### Text section
%%

In United States law, jurisdiction-stripping (also called court-stripping or curtailment-of-jurisdiction), is the limiting or reducing of a court's jurisdiction by Congress through its constitutional authority to determine the jurisdiction of federal and state courts.

Basis
Congress may define the jurisdiction of the judiciary through the simultaneous use of two powers. First, Congress holds the power to create (and, implicitly, to define the jurisdiction of) federal courts inferior to the Supreme Court (i.e. Courts of Appeals, District Courts, and various other Article I and Article III tribunals).  This court-creating power is granted both in the congressional powers clause (Art. I, § 8, Cl. 9) and in the judicial vesting clause (Art. III, § 1). Second, Congress has the power to make exceptions to and regulations of the appellate jurisdiction of the Supreme Court.  This court-limiting power is granted in the Exceptions Clause (Art. III, § 2).  By exercising these powers in concert, Congress may effectively eliminate any judicial review of certain federal legislative or executive actions and of certain state actions, or alternatively transfer the judicial review responsibility to state courts by "knocking [federal courts] ... out of the game."

Alexander Hamilton had this to say about the issue in The Federalist:

From this review of the particular powers of the federal judiciary, as marked out in the Constitution, it appears that they are all conformable to the principles which ought to have governed the structure of that department, and which were necessary to the perfection of the system.  If some partial inconveniences should appear to be connected with the incorporation of any of them into the plan, it ought to be recollected that the national legislature will have ample authority to make such exceptions, and to prescribe such regulations as will be calculated to obviate or remove these inconveniences.

%%

### Given entries
%%

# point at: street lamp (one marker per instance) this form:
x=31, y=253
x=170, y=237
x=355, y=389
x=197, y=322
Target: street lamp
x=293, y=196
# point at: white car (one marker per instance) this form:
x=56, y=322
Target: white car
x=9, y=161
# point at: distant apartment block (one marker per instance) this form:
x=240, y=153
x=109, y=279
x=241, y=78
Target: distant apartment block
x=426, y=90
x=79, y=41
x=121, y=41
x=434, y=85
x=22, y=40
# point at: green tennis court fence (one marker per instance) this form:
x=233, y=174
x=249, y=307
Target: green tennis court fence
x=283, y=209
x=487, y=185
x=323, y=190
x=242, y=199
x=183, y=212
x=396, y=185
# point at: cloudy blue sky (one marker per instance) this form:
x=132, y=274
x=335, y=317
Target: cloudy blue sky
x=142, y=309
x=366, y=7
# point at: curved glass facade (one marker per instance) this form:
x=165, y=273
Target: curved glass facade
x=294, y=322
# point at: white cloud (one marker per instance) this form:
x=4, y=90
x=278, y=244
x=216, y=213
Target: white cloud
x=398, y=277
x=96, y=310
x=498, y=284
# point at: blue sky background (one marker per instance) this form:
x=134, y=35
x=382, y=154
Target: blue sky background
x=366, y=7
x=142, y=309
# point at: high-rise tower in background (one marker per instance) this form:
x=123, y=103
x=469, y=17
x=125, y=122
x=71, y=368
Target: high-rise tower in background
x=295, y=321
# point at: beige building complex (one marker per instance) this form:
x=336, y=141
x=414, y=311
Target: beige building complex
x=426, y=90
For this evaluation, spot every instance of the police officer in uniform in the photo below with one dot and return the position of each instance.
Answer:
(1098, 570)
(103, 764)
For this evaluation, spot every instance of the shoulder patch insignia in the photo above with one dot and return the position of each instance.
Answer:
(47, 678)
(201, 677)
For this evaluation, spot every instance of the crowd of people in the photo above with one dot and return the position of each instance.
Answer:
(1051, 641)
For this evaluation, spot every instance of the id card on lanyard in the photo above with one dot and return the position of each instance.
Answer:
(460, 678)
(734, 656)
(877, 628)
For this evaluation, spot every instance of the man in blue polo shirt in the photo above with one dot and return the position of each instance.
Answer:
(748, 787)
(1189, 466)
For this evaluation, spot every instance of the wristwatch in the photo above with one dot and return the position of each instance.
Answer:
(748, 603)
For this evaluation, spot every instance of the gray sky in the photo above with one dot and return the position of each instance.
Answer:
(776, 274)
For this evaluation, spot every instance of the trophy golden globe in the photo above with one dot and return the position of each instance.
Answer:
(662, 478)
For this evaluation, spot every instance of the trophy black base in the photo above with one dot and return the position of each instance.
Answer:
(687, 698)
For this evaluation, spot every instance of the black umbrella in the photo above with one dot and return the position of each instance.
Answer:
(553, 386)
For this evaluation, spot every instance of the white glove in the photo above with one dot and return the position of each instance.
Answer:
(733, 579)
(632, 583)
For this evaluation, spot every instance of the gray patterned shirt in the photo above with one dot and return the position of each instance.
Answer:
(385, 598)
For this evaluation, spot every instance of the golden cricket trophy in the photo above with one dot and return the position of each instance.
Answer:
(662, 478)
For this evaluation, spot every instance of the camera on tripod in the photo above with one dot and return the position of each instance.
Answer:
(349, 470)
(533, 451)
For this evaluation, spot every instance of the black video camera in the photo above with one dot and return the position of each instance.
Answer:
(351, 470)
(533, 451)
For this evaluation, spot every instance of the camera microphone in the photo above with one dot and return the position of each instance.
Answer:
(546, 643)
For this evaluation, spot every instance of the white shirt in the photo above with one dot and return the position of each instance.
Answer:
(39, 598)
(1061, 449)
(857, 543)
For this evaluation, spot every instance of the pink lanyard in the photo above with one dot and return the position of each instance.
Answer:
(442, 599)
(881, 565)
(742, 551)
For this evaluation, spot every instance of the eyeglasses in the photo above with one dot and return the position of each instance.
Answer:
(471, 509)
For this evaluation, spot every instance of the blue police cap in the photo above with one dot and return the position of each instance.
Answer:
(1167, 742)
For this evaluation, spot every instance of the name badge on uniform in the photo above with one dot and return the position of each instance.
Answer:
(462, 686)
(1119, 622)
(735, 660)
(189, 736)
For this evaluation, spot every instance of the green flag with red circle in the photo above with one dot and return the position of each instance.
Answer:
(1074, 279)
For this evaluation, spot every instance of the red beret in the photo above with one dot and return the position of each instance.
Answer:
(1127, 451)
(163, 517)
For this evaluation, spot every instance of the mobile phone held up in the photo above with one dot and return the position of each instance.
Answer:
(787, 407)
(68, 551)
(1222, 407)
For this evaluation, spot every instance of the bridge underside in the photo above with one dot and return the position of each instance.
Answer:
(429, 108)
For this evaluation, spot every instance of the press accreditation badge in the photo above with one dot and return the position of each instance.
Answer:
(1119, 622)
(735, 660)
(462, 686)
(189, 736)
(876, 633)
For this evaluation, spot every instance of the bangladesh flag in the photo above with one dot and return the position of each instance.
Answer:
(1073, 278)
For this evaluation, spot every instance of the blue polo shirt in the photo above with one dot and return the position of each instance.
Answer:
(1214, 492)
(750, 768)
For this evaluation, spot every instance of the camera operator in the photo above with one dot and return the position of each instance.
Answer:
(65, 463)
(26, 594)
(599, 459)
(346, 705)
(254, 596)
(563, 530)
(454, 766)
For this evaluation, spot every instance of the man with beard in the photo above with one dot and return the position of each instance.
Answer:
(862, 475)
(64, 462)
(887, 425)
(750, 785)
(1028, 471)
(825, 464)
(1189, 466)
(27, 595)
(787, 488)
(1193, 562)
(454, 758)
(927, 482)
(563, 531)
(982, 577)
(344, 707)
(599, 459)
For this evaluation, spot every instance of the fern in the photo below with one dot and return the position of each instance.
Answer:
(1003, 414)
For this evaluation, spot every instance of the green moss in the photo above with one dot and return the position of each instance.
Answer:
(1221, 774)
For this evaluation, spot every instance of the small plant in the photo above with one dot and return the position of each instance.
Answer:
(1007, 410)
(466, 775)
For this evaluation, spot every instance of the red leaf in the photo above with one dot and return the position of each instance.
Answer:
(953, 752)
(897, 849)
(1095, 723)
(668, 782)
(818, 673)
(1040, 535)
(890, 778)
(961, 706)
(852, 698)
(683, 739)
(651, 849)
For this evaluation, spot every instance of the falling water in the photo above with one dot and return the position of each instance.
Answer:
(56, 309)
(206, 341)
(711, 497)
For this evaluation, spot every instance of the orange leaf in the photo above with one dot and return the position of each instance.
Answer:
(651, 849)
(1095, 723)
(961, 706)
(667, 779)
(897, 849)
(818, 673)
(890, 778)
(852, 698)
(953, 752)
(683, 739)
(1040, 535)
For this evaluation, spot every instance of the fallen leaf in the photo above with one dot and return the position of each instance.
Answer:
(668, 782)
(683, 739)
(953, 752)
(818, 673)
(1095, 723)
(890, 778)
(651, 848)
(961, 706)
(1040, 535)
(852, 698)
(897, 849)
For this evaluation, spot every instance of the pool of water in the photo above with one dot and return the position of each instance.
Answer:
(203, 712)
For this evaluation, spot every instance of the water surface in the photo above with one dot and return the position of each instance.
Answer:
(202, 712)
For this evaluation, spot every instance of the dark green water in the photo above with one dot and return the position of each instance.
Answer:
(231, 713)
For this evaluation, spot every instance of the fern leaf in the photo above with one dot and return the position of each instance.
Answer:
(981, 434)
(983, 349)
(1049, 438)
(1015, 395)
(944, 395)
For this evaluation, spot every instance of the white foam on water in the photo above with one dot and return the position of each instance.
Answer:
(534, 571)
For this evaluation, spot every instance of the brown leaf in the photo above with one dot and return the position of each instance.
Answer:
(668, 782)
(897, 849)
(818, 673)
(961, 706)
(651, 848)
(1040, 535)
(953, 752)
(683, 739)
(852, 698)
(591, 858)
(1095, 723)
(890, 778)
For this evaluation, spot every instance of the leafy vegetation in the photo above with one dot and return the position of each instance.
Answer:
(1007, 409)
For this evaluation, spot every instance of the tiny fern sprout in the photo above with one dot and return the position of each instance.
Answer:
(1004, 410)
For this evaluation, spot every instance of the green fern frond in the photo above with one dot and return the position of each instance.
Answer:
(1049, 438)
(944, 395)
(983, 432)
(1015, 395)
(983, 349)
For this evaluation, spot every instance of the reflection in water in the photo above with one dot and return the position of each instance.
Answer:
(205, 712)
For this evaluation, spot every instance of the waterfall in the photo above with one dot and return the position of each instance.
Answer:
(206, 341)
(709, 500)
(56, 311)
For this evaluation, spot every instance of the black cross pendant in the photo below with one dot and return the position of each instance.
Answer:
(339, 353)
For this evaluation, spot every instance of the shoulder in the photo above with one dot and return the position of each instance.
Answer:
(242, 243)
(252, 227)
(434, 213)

%%

### Aim
Revise the passage on jurisdiction-stripping from "From this review" to "remove these inconveniences.", changing "inconveniences" to "difficulties".

### Solution to this task
From this review of the particular powers of the federal judiciary, as marked out in the Constitution, it appears that they are all conformable to the principles which ought to have governed the structure of that department, and which were necessary to the perfection of the system.  If some partial difficulties should appear to be connected with the incorporation of any of them into the plan, it ought to be recollected that the national legislature will have ample authority to make such exceptions, and to prescribe such regulations as will be calculated to obviate or remove these difficulties.